* [Problem details] Find and return every line of the data that contains the word "below".

Point-per-instance localization data
#####
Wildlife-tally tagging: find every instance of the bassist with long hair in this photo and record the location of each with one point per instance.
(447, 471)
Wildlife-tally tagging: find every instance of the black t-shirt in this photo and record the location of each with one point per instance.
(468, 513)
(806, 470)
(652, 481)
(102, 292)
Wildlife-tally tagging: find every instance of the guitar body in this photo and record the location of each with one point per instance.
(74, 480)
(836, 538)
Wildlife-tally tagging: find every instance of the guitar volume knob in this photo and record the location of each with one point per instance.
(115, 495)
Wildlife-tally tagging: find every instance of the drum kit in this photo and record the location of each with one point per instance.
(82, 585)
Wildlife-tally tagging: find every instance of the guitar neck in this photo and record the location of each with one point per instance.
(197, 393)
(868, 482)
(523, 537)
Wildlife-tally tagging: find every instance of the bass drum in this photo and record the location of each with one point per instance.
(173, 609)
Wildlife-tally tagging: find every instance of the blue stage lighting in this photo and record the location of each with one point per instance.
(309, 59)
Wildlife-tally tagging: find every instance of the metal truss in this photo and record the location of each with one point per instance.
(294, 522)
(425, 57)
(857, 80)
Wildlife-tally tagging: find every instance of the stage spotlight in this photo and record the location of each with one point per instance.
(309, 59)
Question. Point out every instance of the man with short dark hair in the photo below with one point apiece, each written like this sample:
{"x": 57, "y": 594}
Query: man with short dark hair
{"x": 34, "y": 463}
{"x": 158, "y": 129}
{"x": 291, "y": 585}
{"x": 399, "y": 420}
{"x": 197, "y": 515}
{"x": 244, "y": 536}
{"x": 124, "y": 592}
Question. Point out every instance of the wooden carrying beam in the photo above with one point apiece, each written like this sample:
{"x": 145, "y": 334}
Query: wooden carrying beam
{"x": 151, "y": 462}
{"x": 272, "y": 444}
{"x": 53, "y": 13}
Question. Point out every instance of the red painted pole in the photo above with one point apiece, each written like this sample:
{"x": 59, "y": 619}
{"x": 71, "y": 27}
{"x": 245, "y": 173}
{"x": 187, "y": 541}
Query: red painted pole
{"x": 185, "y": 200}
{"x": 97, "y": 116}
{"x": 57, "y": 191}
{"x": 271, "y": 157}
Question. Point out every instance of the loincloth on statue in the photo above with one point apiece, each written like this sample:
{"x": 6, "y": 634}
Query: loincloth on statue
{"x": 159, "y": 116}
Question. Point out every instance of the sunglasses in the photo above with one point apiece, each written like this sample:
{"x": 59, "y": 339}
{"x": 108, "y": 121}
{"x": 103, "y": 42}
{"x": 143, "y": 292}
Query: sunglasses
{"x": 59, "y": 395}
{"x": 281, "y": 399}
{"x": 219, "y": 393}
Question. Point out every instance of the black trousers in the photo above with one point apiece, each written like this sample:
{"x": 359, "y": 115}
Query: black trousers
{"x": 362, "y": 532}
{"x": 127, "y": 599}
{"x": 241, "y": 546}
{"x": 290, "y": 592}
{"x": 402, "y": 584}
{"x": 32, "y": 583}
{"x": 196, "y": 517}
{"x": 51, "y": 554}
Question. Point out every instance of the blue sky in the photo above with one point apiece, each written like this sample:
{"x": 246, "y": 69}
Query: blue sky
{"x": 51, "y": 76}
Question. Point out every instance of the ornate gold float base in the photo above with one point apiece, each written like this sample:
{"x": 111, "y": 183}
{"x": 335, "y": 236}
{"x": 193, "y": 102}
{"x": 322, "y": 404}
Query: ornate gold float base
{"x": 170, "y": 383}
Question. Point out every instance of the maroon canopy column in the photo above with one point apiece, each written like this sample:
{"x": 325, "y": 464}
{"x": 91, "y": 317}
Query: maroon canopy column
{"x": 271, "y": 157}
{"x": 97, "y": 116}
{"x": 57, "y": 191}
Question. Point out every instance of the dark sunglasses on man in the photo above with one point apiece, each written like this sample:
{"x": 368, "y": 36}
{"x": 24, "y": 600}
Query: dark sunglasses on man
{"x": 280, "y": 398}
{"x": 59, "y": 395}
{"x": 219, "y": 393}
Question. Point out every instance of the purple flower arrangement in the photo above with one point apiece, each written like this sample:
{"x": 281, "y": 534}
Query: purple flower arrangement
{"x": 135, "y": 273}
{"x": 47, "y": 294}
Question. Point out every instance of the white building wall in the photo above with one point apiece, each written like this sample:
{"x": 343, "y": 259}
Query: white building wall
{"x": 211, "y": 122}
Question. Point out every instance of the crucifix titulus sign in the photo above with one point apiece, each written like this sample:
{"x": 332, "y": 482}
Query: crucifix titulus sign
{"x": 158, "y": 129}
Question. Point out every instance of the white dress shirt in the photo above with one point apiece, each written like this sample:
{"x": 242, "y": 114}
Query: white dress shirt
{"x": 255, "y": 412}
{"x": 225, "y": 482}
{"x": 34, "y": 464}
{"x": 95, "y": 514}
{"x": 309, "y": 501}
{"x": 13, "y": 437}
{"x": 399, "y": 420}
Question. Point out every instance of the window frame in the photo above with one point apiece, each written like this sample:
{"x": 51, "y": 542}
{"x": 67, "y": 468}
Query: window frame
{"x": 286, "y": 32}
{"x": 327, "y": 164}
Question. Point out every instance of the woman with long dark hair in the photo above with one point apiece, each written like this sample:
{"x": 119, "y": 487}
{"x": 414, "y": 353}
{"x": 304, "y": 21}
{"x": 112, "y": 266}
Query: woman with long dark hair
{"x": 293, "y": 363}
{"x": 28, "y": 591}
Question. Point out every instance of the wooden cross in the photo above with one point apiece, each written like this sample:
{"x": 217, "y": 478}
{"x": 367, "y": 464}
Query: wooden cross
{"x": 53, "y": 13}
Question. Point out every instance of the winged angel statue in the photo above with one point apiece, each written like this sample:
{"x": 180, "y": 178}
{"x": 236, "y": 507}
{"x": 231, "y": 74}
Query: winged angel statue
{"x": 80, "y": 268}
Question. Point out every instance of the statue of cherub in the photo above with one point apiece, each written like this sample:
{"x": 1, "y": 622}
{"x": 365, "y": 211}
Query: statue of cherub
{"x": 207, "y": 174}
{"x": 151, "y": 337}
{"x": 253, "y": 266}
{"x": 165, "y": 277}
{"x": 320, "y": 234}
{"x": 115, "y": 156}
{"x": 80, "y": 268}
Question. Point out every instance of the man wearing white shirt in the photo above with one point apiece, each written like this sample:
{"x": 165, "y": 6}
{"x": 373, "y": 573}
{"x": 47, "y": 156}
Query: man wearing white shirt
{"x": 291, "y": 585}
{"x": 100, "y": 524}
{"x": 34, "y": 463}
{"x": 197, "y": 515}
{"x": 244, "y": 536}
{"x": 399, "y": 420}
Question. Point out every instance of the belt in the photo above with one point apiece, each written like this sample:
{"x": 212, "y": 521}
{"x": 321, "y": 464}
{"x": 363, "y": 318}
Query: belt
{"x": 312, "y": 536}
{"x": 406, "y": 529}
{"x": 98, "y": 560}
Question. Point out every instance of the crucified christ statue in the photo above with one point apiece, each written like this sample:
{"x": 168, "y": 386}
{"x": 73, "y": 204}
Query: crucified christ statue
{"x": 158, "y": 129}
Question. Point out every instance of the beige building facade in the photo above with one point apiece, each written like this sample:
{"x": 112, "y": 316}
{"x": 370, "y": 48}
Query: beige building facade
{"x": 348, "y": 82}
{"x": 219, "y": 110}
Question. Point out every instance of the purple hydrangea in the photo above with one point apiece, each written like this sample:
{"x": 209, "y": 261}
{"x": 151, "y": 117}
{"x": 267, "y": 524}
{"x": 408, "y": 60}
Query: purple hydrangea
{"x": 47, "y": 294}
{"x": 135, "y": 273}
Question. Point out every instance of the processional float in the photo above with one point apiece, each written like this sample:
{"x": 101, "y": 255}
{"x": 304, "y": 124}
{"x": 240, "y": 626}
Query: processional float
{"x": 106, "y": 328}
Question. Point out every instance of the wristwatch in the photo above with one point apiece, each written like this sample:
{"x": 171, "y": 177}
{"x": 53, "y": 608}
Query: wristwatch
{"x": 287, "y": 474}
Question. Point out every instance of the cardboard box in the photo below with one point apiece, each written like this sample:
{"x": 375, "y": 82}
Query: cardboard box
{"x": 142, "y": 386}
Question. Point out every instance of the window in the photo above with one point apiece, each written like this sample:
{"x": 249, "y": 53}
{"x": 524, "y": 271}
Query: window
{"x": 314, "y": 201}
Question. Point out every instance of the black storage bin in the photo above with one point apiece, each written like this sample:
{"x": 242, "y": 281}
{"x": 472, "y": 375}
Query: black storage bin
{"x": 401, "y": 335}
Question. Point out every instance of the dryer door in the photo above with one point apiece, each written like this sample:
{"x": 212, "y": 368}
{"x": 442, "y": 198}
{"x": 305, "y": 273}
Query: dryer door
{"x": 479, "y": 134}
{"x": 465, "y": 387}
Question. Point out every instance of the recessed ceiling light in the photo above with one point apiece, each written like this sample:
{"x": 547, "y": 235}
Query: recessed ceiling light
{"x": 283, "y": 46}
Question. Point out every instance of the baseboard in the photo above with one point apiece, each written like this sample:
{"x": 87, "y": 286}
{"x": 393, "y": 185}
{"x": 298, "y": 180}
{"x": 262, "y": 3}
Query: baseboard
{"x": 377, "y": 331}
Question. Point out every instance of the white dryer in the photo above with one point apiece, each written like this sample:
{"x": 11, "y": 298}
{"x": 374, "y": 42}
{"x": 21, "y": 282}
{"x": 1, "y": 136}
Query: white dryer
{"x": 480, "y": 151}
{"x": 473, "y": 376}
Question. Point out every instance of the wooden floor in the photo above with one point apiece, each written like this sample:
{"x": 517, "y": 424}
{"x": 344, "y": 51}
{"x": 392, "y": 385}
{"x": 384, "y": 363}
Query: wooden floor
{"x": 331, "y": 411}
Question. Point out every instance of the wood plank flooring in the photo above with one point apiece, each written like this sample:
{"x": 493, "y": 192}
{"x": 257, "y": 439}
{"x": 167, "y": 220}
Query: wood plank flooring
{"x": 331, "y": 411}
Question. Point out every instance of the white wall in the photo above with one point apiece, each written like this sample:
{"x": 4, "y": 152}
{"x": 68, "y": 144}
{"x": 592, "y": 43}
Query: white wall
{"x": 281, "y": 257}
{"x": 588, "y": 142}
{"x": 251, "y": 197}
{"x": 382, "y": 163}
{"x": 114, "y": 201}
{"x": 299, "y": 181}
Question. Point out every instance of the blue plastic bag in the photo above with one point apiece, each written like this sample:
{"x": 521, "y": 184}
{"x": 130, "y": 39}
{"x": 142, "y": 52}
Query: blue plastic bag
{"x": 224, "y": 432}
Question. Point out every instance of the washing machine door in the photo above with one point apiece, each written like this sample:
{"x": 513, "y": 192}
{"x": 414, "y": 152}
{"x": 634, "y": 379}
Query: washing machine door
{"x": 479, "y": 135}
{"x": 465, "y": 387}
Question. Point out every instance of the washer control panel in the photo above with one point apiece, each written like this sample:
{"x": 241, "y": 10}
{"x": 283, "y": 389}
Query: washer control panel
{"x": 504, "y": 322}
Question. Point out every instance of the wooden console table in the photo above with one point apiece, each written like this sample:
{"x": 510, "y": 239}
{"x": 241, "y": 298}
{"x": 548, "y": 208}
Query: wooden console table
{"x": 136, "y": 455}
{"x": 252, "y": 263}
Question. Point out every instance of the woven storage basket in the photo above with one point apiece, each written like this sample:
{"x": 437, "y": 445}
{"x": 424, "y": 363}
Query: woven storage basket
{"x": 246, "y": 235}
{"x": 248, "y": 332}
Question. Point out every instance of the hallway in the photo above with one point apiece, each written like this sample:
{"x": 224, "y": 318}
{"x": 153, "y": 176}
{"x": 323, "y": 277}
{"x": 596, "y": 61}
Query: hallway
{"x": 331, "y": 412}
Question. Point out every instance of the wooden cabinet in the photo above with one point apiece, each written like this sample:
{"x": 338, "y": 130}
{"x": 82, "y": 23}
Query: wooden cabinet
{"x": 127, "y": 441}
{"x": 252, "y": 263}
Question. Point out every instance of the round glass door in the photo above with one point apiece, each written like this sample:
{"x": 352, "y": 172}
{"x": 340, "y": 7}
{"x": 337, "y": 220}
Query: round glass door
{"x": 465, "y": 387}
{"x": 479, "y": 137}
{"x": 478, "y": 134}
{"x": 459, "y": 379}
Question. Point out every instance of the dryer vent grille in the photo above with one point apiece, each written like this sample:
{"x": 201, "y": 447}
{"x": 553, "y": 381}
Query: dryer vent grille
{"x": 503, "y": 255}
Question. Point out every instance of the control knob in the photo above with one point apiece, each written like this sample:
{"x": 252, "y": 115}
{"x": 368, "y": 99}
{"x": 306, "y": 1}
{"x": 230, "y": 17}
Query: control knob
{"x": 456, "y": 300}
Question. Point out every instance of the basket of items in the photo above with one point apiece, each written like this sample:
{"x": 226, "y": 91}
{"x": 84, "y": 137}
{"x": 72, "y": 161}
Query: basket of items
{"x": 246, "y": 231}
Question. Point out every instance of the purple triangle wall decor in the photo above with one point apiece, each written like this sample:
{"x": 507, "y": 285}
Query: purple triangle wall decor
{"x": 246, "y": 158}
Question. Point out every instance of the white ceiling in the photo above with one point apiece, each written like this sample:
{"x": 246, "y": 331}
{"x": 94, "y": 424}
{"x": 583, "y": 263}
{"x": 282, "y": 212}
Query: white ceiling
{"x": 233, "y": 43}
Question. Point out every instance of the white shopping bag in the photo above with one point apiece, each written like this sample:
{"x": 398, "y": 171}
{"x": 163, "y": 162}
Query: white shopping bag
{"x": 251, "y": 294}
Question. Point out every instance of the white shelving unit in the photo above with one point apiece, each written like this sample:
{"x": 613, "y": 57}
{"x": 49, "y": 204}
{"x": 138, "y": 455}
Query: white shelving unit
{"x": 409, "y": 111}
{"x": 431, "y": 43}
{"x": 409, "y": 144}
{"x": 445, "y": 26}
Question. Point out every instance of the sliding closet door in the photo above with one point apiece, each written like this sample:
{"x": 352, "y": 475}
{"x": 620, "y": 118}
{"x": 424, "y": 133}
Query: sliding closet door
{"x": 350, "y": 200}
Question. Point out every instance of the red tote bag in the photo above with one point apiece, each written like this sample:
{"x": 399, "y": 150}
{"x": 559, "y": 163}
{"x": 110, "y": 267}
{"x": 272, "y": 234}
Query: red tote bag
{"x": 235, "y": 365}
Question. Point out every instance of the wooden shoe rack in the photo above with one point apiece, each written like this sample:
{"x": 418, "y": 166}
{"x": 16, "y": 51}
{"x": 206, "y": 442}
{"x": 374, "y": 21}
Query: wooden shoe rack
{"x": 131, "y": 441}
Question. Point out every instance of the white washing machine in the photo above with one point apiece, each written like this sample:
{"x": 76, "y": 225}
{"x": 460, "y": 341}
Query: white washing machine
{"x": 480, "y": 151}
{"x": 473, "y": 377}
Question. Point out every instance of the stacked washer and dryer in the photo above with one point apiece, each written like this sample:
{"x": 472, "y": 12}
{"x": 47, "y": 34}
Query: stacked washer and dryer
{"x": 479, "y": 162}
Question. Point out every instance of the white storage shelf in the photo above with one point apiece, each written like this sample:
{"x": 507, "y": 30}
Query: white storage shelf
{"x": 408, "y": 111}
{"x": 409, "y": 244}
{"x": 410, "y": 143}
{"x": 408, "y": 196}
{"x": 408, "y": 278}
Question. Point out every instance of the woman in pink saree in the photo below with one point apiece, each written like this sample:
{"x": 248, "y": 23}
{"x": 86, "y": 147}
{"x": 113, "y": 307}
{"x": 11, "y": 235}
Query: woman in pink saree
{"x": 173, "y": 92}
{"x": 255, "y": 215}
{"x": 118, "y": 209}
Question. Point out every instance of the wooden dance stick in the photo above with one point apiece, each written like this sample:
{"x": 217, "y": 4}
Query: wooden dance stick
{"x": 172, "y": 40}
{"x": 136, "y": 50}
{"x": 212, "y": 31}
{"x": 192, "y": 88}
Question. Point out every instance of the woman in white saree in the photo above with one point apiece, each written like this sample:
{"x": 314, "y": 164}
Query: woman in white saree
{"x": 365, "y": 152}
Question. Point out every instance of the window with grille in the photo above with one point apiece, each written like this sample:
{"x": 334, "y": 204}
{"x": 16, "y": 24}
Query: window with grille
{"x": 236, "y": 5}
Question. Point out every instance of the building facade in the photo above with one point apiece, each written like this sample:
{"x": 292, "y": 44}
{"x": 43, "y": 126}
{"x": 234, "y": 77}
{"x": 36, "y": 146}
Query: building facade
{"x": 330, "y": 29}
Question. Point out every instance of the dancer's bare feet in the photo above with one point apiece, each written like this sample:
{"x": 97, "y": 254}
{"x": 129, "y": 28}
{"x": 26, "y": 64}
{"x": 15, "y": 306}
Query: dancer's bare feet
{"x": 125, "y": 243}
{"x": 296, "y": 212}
#####
* [Reply]
Question. Point out every instance of the man with short dark hair in the photo below with one point apiece, each written like this sample:
Question. Point out every instance of the cardboard box in the photo below with one point apiece, each written like this sample:
Question. Point out every instance of the woman in pink saree in the photo below with one point apiece, each written like this sample:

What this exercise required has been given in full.